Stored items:
----

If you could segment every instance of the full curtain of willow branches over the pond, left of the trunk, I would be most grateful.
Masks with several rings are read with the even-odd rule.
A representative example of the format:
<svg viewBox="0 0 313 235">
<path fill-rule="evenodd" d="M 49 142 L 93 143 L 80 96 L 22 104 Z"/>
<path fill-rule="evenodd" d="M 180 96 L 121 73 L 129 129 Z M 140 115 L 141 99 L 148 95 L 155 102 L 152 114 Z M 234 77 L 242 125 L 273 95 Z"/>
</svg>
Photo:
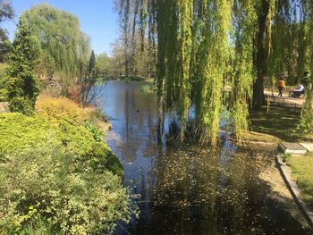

----

* **What you have to do**
Set every record down exactly, omitting pictures.

* **Result of the exercise**
If you could segment every instance of the full curtain of willow branches over the pond, left of the trunk, I would be most grateful.
Masks with several rings are read with the even-odd rule.
A representative example of the format:
<svg viewBox="0 0 313 235">
<path fill-rule="evenodd" d="M 49 142 L 93 143 L 80 96 L 22 104 Z"/>
<path fill-rule="evenodd" d="M 180 96 L 121 73 L 129 129 Z M 140 115 L 141 99 L 148 95 L 155 102 L 152 114 Z M 234 77 L 242 125 L 273 95 Z"/>
</svg>
Photo:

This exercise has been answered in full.